[Opening SOURCE TEXT section]

AMARILLO, Texas (KFDA) - A doctor with Texas Tech University Health Sciences Center School of Medicine explained the way this two part vaccine works, is similar to learning new material.
You learn it the first time and sort of understand but, it takes some time to process. Then once you review the material, it makes much more sense.
It takes about two weeks after the first dose, before your immune system begins ramping up against the virus.
Even then, the first dose gives about a 50 percent immunity as compared to the 95 percent you get with both doses.
In Amarillo, 18 thousand individuals have received the first dose of the vaccine through the public health department clinic. That, is not counting everyone else who has received the vaccine elsewhere in town.
According to health officials, the vaccine distribution situation fluctuates depending on when the state receives a shipment, which means the window between getting the first and second dose varies on availability.
“We have not received the second doses yet at the Civic Center yet but, we are scheduled to receive those starting the week of the 25th. So, everybody needs to look at their cards,” said Casie Stoughton, director of the Amarillo Public Health Department.

[Closing SOURCE TEXT section]

__WHAT TO PRODUCE__
Carry on the Amarillo vaccine news report from its last sentence, adding a few more paragraphs in the same style. The records have no connection to the news report about the vaccine in Amarillo.

[Opening SUPPLIED INFORMATION section]

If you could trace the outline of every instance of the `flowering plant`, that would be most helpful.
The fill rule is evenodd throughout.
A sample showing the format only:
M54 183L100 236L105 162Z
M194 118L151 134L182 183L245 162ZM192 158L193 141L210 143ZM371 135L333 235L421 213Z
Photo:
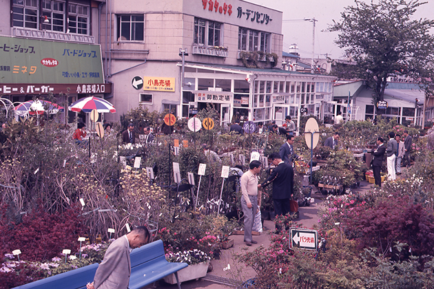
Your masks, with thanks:
M203 251L194 249L166 254L166 259L169 262L183 262L189 265L194 265L207 262L211 260L211 257Z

[Closing SUPPLIED INFORMATION section]

__EXPECTED OUTPUT__
The amount of time you have to wait depends on the vaccine. For Pfizer you must wait 21 days and for Moderna you must wait 28 days before getting the second dose.
It is important to note you could get the second dose months after, as long as it is not before. However, it is recommended to get it as soon as it is available following the 21 or 28 days.
For those who may contract COVID-19 in between the first and second doses, you still have to isolate and follow CDC guidelines.
If you did contract the virus in between doses, but are due for the second one, it is beneficial to take into consideration your symptoms before deciding.
“If you had a major collection of symptoms from COVID, I think most people would say you probably ought to wait some to get the second dose,” said Dr. Young, regional chair and professor of family and community medicine at Texas Tech University Health Sciences Center School of Medicine “Don’t do it if you just barely got out of bed and you are just trying so hard to struggle in there, cause there is a chance it can provoke a significant response that your weaken body is not quite ready to deal with.”
He adds that, like with every vaccine, there is always a chance of still becoming infected. But, the key is to reach a point in immunity where it is not likely.
He recommends people continue wearing masks and follow CDC guidelines.